Direction A:
How many lines of the listing contain the string "tree"? Case counts, so match capitals exactly, and reply with the number only.

━━━━━ Quoted text

# Bigdx Ics Theme For Bionic...



## jackdancerdroid (Jun 17, 2011)

Is a bigdx ics theme supposed to come out for the bionic? I saw some screen shots on twitter of it on a razr but I thought I saw an earlier tweet about it coming on the bionic too...

Anyone know?


----------



## MistaWolfe (Oct 10, 2011)

It's out. You should see a link soon at MyDroidWorld.


----------



## boomerod (Oct 17, 2011)

jackdancerdroid said:


> Is a bigdx ics theme supposed to come out for the bionic? I saw some screen shots on twitter of it on a razr but I thought I saw an earlier tweet about it coming on the bionic too...
> 
> Anyone know?


Here you go: http://www.mydroidworld.com/forums/bignadad-bbionic-themes/10041-theme-bigdx-ics-stock-5-7-893-de-odexed-get-your-taste-ics-early.html


----------



## z28nck33 (Oct 10, 2011)

boomerod said:


> Here you go: http://www.mydroidworld.com/forums/bignadad-bbionic-themes/10041-theme-bigdx-ics-stock-5-7-893-de-odexed-get-your-taste-ics-early.html


Thanks!


----------



## boomerod (Oct 17, 2011)

z28nck33 said:


> Thanks!


YW...hit the Thanks button.


----------



## z28nck33 (Oct 10, 2011)

boomerod said:


> YW...hit the Thanks button.


I flashed but it has some issues. No biggie back on eclipse


----------

━━━━━━━━━━
━━━━━ Exercise material

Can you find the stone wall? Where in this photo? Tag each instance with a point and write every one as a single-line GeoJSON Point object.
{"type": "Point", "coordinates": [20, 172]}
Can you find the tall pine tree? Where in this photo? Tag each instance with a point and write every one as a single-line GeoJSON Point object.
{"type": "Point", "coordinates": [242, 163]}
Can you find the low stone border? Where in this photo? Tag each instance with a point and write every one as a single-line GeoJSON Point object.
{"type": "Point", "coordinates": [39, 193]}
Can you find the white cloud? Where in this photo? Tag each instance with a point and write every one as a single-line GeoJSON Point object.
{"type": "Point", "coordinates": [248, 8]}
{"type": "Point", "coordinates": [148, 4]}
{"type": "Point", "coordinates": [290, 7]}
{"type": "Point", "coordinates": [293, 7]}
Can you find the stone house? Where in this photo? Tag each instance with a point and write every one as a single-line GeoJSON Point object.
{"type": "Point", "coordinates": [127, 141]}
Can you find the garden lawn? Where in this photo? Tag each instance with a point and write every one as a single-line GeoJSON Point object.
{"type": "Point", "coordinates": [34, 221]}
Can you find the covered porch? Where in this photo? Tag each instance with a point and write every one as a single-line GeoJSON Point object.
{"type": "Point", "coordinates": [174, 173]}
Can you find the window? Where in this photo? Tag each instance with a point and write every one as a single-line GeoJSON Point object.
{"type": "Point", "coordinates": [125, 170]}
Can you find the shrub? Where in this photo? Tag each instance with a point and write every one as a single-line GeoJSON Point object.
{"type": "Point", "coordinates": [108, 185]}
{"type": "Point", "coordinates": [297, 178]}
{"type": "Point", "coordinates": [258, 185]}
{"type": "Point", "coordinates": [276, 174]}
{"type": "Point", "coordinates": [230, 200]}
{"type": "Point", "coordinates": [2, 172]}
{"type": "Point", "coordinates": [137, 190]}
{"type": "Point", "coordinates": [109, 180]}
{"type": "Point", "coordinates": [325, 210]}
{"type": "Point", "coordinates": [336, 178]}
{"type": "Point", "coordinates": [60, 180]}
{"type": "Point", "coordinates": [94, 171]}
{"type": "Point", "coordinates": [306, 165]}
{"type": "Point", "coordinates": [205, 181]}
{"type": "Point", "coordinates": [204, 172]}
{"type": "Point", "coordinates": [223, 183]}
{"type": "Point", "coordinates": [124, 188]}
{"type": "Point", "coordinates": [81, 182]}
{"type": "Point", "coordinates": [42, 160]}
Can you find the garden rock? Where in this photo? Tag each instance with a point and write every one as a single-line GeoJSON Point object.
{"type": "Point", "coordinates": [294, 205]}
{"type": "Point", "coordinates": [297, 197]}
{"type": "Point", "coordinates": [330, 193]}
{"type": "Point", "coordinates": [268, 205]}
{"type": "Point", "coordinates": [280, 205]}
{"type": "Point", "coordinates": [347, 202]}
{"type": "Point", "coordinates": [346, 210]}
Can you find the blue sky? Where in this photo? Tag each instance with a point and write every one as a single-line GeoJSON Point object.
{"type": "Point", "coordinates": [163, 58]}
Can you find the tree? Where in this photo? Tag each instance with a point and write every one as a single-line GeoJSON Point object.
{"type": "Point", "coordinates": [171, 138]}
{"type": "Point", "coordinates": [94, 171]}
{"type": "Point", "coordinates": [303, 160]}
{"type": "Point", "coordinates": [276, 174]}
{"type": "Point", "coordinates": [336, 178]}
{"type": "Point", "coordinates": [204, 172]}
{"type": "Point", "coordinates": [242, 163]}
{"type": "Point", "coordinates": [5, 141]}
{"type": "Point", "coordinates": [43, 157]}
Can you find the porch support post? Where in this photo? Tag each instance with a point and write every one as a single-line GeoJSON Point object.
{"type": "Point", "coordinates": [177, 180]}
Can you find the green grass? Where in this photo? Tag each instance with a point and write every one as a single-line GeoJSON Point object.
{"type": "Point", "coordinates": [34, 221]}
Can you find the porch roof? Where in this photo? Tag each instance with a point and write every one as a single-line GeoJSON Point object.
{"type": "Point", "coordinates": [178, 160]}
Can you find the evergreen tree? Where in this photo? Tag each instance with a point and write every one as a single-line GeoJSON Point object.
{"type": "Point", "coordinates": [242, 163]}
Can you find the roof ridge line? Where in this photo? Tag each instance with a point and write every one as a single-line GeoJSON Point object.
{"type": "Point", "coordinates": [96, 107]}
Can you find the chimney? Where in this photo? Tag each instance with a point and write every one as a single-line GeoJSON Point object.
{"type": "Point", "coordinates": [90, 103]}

━━━━━━━━━━

Direction B:
Can you shorten the paragraph in the forum thread above that opens jackdancerdroid's first post with "Is a bigdx ics theme supposed" while keeping its main facts?

Expected output A:
3

Expected output B:
Will a bigdx ics theme come out for the Bionic? Twitter screenshots showed it on a Razr, but an earlier tweet seemed to say it was coming to the Bionic too.